■ Directions ■
- A) According to the Chicago teachers strike text, how many students does the school system have?
- B) Please quote the Chicago teachers strike text from "The maniacally intense" to "nearly 400,000 students.".

■ Extracted text ■
>>>>
Rahm Emanuel, who was just enlisted to resuscitate President Obama’s super-PAC effort, is momentarily sidetracked by a super mess back home. For the first time, he is the face of a crisis.

The maniacally intense and disciplined Chicago mayor faced the biggest trauma of his 16-month tenure Monday when 25,000 public-school teachers went on strike against the nation’s third-biggest school system with nearly 400,000 students.

For two decades, as a political celebrity known to many just by his first name, Rahm has been no stranger to high-profile dilemmas. He endured and helped finesse critical, high-stakes dilemmas as a top fundraiser and aide to Bill Clinton and President Obama, including Clinton’s Gennifer Flowers and Monica Lewinsky scandals and the budget reconciliation deal that brought Obama’s health-care legislation.

He was an important staffer, but not the chief executive taking the heat. And now there is also the possibility that Mitt Romney supporters will exploit any prolonged teacher walkout by linking the president to the union troubles and their caricature of a slimy “Chicago way of politics” that they strain to claim he embodies.

The Missile, as the mayor is known to many in Chicago, had assiduously planned much-needed change in Chicago’s underperforming schools. That meant a key role when the state legislature passed an education law last year that seemingly weakened the Chicago Teachers Union, giving more power to his handpicked schools board and allowing him to unilaterally extend the shortest school day of any major system in the nation.
<<<<
■ Stored data ■
>>>>
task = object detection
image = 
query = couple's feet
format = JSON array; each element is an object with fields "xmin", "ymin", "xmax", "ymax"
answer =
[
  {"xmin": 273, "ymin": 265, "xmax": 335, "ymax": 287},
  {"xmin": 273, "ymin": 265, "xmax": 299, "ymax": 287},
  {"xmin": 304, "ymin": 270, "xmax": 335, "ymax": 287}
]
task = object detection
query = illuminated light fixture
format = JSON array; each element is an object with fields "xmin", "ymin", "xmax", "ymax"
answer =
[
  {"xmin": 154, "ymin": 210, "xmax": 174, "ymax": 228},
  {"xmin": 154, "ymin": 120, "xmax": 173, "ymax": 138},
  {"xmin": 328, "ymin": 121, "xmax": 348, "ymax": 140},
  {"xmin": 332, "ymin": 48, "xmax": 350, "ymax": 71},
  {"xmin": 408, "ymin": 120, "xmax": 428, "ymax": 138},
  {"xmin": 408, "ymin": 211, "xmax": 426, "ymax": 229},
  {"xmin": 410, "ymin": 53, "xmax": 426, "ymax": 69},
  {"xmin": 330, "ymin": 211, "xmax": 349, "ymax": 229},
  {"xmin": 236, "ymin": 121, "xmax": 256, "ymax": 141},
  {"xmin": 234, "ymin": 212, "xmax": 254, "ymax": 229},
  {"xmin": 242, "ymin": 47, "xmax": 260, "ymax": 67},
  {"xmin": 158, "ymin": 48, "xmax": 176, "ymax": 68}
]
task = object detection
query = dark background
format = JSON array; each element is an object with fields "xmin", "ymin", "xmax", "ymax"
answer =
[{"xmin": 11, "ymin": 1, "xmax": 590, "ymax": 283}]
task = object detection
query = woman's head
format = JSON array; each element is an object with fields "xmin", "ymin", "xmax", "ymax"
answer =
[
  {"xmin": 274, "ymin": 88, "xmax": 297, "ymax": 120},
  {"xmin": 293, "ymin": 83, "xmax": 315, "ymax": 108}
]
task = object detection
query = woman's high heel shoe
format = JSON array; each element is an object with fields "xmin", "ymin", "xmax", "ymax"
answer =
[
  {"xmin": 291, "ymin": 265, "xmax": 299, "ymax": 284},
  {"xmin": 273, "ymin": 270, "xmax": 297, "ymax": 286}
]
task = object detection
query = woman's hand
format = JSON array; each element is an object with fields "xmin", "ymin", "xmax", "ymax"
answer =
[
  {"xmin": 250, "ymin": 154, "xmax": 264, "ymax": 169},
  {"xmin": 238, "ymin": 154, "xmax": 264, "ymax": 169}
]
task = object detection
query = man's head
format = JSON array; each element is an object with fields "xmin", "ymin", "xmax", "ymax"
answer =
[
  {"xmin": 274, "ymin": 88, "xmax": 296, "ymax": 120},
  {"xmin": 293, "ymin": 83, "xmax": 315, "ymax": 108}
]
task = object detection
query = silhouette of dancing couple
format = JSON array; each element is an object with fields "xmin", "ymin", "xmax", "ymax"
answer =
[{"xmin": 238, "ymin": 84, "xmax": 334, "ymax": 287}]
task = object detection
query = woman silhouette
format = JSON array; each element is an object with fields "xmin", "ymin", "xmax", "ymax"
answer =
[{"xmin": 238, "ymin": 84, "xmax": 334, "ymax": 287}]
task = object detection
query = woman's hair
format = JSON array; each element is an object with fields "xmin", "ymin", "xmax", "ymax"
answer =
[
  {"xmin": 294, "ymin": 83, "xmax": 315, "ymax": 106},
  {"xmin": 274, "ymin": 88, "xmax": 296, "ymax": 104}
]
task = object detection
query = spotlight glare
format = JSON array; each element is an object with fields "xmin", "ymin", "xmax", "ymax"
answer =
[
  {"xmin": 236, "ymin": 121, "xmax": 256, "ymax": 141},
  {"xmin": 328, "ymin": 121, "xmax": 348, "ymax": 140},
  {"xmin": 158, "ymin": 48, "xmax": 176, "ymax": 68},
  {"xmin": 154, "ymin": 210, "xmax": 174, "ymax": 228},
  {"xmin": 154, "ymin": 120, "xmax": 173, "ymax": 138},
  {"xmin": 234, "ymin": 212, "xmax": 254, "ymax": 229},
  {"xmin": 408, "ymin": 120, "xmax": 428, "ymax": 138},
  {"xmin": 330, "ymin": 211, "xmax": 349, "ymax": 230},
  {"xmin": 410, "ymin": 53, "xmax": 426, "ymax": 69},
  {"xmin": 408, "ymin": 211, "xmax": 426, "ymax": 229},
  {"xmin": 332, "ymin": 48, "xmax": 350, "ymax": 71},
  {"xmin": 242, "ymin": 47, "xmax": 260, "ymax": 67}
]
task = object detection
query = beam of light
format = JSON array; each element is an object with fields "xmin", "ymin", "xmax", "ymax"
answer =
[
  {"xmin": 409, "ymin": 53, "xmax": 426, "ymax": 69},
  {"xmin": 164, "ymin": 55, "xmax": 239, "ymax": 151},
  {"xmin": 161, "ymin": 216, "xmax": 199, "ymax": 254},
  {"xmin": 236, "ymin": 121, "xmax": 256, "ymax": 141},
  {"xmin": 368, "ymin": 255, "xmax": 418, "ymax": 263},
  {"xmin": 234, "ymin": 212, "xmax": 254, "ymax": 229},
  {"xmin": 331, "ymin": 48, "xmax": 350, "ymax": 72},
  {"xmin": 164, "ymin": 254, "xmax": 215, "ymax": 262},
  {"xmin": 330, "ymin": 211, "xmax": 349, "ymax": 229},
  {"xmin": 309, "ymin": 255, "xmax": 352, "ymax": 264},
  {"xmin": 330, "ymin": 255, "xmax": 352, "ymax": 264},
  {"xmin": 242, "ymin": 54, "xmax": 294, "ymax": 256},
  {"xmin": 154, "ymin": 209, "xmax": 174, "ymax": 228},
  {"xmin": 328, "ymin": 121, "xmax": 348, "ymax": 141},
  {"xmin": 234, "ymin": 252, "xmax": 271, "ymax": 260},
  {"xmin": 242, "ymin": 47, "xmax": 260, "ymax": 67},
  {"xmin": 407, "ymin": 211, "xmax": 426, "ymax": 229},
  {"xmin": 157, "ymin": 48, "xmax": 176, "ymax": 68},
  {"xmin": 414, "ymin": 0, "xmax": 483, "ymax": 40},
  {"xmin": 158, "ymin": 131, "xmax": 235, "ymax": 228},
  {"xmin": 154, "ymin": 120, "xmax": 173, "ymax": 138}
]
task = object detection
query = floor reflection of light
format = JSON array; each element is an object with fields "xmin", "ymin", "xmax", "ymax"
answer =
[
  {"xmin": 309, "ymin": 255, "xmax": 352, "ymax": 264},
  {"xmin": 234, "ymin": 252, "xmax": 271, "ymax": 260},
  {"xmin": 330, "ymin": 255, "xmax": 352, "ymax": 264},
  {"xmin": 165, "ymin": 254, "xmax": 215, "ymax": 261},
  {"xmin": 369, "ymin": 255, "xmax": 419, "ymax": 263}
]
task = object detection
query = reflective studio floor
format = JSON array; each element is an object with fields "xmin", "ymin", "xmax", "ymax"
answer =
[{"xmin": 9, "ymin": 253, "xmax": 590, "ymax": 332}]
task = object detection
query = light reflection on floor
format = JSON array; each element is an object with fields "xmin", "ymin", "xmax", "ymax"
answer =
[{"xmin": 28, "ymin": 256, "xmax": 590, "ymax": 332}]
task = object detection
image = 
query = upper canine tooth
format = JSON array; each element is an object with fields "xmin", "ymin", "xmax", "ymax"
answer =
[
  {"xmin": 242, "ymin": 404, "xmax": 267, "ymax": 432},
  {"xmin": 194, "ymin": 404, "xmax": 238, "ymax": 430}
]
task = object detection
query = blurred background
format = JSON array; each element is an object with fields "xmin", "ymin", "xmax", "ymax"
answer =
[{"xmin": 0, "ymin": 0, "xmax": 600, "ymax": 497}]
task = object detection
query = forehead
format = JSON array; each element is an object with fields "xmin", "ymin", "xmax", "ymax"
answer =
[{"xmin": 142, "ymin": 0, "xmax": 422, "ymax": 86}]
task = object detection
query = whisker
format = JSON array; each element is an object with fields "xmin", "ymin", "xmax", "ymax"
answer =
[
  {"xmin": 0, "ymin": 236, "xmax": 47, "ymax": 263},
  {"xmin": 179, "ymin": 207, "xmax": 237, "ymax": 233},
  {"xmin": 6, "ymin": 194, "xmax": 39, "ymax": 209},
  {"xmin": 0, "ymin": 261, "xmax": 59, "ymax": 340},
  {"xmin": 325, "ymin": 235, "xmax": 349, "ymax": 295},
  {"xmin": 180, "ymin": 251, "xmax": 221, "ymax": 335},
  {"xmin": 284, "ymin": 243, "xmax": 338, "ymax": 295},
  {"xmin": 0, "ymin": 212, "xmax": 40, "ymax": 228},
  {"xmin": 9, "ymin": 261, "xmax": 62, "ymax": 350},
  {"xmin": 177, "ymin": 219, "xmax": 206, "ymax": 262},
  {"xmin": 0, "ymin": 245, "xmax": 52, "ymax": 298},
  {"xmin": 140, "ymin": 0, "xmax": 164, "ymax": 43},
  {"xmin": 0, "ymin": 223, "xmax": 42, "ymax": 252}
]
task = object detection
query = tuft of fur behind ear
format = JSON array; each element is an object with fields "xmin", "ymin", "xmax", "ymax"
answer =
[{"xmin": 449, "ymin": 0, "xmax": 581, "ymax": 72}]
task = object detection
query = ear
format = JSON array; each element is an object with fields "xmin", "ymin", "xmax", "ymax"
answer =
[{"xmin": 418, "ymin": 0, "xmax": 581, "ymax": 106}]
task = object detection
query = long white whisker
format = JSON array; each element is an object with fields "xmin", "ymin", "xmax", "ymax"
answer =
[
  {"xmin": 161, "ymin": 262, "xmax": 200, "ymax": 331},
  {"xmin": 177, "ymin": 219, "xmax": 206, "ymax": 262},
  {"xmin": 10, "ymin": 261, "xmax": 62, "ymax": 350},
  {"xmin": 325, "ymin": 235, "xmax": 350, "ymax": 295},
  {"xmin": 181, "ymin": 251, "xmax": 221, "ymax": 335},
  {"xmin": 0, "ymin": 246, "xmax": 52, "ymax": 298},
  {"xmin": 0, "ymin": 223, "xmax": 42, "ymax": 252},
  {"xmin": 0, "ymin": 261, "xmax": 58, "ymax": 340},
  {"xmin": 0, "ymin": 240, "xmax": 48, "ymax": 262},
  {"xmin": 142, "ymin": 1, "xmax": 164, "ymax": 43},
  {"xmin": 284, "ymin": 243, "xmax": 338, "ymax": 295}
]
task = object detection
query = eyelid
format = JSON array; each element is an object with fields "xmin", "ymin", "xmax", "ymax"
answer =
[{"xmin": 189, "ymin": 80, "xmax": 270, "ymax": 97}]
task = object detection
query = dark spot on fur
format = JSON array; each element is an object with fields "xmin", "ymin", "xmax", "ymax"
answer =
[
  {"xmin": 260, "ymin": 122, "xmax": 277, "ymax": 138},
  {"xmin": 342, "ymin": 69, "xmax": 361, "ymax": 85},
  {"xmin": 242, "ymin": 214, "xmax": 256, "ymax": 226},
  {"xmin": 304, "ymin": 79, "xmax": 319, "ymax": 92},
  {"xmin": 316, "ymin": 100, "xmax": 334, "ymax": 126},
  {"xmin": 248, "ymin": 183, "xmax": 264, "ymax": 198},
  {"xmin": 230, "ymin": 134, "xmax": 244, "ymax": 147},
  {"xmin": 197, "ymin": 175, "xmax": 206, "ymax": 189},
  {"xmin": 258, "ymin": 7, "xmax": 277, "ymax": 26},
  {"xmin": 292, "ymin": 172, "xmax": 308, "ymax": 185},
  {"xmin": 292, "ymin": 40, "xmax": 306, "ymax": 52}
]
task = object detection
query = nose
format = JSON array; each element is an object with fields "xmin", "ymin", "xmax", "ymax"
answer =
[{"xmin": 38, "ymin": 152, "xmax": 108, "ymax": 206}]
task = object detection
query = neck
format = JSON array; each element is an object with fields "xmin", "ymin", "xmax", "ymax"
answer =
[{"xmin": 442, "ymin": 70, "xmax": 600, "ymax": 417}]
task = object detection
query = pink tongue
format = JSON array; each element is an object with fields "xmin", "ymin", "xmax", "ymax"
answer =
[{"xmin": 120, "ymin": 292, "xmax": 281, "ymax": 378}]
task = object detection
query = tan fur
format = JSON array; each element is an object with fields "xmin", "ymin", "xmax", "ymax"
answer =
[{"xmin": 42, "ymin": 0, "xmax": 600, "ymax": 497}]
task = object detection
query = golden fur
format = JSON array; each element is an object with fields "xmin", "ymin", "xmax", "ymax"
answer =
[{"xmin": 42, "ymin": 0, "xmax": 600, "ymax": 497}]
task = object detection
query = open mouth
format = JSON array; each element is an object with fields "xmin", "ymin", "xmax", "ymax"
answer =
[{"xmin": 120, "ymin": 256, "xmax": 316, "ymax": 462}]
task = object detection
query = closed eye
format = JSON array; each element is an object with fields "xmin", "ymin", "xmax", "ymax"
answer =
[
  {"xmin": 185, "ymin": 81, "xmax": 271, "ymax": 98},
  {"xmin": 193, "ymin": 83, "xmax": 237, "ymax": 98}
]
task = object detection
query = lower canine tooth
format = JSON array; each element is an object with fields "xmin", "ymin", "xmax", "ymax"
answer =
<<<<
■ Answers ■
- A) Nearly 400,000 students.

- B)
The maniacally intense and disciplined Chicago mayor faced the biggest trauma of his 16-month tenure Monday when 25,000 public-school teachers went on strike against the nation’s third-biggest school system with nearly 400,000 students.